Given text START
The new feature fixes a long-standing issue in ZFS on Linux, which had from its start encoded xattr names in a way that is incompatible with ZFS implementations for every other platform. As one of the planned features of TrueNAS SCALE is the easy migration of pools from TrueNAS CORE, we have been developing this and other missing features to improve feature parity and compatibility across all platforms in OpenZFS. A pull request[3] for the xattr compatibility feature was opened with a request for comments in OpenZFS on April 20, 2021.

[3]: https://github.com/openzfs/zfs/pull/11919

On October 6, 2021, we received feedback that the feature flag will not be needed, as a bump to the ZFS POSIX Layer version number should be sufficient. As a result, we have removed the feature flag in question from TrueNAS SCALE to prevent the feature from being enabled moving forward in the release cycle. This is an unfortunate time to receive this insight, as nightly and now beta users of SCALE will have pools created or upgrade with this flag. The impact for most users is negligible, as the pool is still fully operational with the feature flag enabled, as long as it is not active. These users will merely see the unsupported feature is present but inactive:

ZFSFeatureFlagsRemovalExample1

Users who created or upgraded a pool using a TrueNAS SCALE build from between June 29 and July 15 2021 or who have manually set xattr_compat=all on a dataset and written an xattr will have activated the feature. Once activated, the feature cannot be deactivated until all datasets (including snapshots) that have ever utilized the feature (writing an xattr with xattr_compat=all on Linux) have been destroyed. This can be hard to determine, as there is currently no way of checking the feature activation status of a dataset. Most people who did unwittingly activate the feature will merely see the new default value of xattr_compat=linux when checking the property.

The feature was marked as read-only compatible, so pools with the feature active are able to be imported read-only on versions of ZFS that do not support the feature. Users are advised to check if their pool has the feature active, and if so, the pool must be backed up and recreated on a version of ZFS without the feature. Builds of SCALE as of October 9, 2021 have the feature removed.
Given text END
Data shown START
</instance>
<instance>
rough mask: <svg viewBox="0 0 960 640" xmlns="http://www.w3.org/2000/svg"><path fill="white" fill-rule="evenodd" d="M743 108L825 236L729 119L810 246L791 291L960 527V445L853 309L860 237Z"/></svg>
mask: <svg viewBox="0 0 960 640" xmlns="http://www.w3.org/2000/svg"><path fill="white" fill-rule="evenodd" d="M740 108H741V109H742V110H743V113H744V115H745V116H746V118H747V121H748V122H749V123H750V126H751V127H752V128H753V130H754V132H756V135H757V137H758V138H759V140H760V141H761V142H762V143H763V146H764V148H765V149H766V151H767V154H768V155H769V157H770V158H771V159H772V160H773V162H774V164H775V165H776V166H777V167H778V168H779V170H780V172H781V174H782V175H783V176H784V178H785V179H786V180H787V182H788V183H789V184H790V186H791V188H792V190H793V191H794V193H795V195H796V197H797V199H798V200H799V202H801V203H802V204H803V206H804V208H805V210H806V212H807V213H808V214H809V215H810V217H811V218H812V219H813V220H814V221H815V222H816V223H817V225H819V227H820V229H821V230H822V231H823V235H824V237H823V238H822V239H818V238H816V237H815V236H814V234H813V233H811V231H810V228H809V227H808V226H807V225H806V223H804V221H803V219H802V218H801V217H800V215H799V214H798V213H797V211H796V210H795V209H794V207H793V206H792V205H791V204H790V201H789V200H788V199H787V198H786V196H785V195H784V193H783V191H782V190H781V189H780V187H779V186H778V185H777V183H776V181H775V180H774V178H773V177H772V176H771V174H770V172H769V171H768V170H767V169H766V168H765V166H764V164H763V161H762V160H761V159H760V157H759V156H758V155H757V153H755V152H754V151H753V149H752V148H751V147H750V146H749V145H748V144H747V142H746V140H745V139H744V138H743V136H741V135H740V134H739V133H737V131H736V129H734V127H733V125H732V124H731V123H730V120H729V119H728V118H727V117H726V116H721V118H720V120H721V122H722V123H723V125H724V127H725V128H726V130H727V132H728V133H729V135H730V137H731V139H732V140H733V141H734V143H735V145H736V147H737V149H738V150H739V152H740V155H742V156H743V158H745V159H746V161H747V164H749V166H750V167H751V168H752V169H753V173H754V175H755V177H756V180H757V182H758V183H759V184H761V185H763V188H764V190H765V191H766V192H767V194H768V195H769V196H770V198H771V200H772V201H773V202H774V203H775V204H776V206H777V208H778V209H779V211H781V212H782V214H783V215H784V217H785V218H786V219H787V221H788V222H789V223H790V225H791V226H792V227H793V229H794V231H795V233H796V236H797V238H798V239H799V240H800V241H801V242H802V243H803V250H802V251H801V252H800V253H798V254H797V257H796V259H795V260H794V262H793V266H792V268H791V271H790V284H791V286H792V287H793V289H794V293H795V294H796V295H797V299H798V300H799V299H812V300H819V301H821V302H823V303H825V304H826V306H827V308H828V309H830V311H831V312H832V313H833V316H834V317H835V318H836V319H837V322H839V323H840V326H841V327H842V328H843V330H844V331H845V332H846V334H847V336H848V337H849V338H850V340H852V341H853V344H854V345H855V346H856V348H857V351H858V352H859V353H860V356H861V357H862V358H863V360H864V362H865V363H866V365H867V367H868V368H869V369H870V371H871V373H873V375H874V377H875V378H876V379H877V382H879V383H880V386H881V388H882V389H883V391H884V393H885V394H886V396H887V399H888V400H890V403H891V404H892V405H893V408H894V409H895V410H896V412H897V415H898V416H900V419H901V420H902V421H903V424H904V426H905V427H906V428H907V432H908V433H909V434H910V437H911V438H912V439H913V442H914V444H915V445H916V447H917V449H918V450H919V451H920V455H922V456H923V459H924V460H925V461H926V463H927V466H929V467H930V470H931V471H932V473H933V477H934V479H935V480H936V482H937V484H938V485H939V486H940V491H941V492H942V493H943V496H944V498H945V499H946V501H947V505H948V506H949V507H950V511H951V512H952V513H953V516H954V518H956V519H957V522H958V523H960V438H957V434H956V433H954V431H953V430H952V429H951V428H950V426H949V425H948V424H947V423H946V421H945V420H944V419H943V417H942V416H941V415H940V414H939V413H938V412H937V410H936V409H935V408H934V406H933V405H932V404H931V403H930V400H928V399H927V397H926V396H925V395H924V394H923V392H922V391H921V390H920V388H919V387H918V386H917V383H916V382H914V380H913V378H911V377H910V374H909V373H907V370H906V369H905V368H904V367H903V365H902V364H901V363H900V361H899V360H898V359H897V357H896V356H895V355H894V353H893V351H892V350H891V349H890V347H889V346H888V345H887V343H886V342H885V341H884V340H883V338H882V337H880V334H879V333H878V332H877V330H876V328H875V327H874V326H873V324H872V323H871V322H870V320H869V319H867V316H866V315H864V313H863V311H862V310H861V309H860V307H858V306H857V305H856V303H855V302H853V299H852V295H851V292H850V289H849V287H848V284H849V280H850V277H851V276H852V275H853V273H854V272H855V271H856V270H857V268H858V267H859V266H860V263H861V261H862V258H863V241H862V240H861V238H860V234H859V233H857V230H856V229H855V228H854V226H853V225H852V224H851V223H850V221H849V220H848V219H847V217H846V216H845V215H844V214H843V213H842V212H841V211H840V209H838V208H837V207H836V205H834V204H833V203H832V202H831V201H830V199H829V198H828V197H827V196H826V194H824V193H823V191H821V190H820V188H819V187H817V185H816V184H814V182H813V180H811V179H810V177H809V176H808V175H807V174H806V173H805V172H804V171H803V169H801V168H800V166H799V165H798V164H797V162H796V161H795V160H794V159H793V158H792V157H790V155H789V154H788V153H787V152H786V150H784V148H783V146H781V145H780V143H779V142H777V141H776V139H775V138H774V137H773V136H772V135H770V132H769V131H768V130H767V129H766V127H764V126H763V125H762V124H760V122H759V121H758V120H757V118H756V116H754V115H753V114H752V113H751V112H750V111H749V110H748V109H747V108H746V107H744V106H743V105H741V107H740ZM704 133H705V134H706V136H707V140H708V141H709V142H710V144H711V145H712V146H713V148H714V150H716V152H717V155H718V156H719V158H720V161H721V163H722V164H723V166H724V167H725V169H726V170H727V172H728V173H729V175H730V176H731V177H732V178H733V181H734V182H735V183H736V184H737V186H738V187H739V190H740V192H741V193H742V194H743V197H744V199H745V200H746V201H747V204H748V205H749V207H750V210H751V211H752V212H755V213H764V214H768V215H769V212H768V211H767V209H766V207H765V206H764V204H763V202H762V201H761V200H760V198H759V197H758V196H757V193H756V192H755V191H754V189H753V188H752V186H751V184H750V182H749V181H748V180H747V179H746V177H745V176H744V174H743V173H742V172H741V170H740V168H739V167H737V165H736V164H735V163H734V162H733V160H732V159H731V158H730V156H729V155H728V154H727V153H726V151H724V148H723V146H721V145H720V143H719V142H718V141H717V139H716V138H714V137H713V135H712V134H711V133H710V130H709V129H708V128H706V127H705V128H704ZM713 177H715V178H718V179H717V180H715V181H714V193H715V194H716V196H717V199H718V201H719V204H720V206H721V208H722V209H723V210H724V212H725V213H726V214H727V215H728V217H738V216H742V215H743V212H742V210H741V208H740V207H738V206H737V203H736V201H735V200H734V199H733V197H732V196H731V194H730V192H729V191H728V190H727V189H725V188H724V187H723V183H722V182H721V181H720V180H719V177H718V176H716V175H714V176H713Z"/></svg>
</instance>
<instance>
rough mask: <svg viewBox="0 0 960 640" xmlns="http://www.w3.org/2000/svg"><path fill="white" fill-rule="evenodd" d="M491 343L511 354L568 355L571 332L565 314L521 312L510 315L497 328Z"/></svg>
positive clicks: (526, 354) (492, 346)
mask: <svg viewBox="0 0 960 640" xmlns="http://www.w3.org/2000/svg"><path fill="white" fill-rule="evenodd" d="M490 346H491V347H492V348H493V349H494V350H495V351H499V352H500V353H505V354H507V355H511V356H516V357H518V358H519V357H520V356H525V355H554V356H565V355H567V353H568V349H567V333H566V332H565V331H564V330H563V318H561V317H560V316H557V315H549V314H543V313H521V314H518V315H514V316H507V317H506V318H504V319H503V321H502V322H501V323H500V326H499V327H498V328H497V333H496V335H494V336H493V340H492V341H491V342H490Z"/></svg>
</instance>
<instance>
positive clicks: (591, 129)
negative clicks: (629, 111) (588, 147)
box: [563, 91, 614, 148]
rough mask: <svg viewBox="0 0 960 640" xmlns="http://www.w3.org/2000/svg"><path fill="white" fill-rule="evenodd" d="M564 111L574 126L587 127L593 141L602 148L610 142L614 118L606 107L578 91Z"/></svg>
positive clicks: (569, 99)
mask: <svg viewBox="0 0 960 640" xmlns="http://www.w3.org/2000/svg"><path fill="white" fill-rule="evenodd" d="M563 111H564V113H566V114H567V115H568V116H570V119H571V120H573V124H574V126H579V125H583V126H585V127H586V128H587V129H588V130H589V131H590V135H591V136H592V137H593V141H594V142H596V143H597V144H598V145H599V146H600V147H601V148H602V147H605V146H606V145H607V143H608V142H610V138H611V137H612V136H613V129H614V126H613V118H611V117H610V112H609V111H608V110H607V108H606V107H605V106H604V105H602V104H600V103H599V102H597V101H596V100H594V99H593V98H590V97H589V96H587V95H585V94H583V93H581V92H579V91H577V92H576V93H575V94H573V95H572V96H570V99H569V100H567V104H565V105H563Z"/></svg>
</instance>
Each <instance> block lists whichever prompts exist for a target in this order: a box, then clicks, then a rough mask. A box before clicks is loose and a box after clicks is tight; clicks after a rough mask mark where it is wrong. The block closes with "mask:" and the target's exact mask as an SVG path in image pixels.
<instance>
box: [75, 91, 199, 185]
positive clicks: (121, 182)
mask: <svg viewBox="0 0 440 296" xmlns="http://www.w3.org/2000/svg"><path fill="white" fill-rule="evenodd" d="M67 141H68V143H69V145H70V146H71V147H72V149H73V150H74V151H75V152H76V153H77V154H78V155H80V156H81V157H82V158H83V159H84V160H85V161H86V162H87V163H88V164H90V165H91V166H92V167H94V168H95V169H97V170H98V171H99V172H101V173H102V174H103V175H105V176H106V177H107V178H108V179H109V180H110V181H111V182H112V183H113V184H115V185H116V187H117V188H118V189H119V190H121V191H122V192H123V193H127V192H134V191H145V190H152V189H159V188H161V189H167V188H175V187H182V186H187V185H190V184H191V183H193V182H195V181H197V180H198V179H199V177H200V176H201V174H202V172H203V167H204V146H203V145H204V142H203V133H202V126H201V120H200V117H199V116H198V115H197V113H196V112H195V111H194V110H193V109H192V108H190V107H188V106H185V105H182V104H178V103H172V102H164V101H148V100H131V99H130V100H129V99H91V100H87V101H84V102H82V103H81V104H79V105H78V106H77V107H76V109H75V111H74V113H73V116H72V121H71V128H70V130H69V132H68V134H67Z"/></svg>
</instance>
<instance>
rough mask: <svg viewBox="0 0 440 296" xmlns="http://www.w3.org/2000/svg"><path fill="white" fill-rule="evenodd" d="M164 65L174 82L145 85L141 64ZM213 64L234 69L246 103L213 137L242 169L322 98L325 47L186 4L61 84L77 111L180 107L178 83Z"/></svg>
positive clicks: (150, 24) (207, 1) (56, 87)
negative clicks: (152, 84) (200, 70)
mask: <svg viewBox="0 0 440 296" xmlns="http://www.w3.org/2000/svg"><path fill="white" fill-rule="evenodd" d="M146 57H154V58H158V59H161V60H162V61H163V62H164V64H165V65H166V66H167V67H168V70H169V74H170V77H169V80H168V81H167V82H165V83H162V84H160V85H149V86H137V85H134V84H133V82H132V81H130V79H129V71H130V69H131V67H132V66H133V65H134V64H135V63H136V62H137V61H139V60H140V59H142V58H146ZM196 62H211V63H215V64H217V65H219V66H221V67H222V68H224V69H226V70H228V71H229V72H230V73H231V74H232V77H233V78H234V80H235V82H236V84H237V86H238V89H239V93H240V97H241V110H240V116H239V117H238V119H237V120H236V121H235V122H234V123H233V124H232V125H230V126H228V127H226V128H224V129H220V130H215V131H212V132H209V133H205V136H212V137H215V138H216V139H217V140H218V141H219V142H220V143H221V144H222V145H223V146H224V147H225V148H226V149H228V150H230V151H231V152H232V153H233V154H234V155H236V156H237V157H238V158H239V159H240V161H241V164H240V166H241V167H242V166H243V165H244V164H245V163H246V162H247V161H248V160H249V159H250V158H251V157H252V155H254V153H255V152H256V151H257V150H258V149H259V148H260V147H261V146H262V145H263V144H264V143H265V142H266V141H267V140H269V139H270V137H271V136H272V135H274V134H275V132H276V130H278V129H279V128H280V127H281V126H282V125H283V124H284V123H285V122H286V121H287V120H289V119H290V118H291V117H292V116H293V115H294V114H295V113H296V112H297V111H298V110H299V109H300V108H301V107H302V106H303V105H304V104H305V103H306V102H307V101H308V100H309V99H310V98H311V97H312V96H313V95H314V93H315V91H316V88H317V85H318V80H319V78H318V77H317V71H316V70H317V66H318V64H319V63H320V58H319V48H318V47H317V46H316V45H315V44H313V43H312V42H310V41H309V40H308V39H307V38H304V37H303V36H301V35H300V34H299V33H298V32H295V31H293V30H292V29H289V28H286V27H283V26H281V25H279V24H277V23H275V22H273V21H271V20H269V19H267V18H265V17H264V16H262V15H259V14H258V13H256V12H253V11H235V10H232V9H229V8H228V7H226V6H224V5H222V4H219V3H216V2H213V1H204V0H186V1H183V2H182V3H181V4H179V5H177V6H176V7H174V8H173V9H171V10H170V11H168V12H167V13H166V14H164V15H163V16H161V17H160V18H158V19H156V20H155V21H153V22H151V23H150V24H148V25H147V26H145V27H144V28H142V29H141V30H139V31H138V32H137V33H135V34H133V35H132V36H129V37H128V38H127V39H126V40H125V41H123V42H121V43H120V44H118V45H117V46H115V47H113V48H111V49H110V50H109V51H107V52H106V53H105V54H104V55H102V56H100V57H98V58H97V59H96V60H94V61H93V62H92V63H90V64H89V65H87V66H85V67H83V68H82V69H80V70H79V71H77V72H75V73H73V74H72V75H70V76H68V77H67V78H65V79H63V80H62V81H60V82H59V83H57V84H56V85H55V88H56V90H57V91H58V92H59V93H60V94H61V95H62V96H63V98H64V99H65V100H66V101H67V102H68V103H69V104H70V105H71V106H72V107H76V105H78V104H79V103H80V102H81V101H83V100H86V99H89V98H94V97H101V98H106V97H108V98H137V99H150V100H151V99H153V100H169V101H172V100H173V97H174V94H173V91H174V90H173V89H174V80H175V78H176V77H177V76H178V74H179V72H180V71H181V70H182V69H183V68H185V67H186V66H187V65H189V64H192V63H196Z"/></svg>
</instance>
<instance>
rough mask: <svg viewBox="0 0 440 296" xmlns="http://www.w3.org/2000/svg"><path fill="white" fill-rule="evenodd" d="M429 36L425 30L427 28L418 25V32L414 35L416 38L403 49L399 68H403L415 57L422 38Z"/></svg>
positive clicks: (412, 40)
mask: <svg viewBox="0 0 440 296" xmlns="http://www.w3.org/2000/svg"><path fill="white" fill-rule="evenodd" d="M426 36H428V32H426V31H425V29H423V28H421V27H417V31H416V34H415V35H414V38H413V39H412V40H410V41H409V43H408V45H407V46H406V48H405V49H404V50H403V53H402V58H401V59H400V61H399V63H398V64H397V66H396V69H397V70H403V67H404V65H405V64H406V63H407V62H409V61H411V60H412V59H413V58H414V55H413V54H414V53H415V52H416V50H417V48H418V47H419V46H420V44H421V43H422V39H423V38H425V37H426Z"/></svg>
Data shown END
Work to complete —
A. Answer these questions about the ZFS xattr compatibility text:
(i) On what date was the pull request for the xattr compatibility feature opened?
(ii) What value of xattr_compat do most people who unwittingly activated the feature see when checking the property?
(iii) Builds of SCALE as of what date have the feature removed?
B. From the ZFS xattr compatibility text, extract the passage starting at "Users who created" and ending at "checking the property.".
C. Extend the text on the ZFS xattr compatibility feature beyond its final sentence.

Your responses —
A.
(i) April 20, 2021
(ii) linux (xattr_compat=linux)
(iii) October 9, 2021

B.
Users who created or upgraded a pool using a TrueNAS SCALE build from between June 29 and July 15 2021 or who have manually set xattr_compat=all on a dataset and written an xattr will have activated the feature. Once activated, the feature cannot be deactivated until all datasets (including snapshots) that have ever utilized the feature (writing an xattr with xattr_compat=all on Linux) have been destroyed. This can be hard to determine, as there is currently no way of checking the feature activation status of a dataset. Most people who did unwittingly activate the feature will merely see the new default value of xattr_compat=linux when checking the property.

C.
This pool has feature@xattr_compat enabled but not active, and can continue to be used on newer versions of TrueNAS SCALE and other ZFS systems:

ZFSFeatureFlagsRemovaExample2

Changing the xattr_compat property and writing an xattr in the user namespace activates the feature, preventing the pool from being used on TrueNAS SCALE and other ZFS systems moving forward. The feature is only activated by writing an xattr in the user namespace with xattr_compat=all on Linux. Once activated, it stays active even if xattr_compat=linux is restored and the file removed:

ZFSFeatureFlagsRemovalExample3

Creating a new pool with the feature explicitly disabled and replicating the desired datasets is one workaround if your pool has the feature active:

ZFSFeatureFlagsRemovalExample4

Please keep in mind these are simplified, contrived examples. If you aren’t sure of how to replicate your pool yourself, seek help on the TrueNAS forums.

After upgrade to 22.02-RC.1, the only visible artifact of the feature is that the unsupported flag is present in zpool get all:

root@truenas[~]# zpool get all storage | grep xattr_compat
storage unsupported@com.ixsystems:xattr_compat inactive         local

The unsupported feature will not presented by zpool status.

It is not possible to disable the feature once it is enabled; however, having the feature in the enabled state, should not cause a problem. The problem arises when the feature is active. There is currently no practical way to tell which datasets or snapshots are keeping the feature active, so while destroying all traces of it should in theory return the feature from active back to enabled, in practice it is hard to know you won’t have to end up destroying the whole pool anyway. For information on how to perform data protection procedures, please refer to the TrueNAS SCALE Data Protection documentation.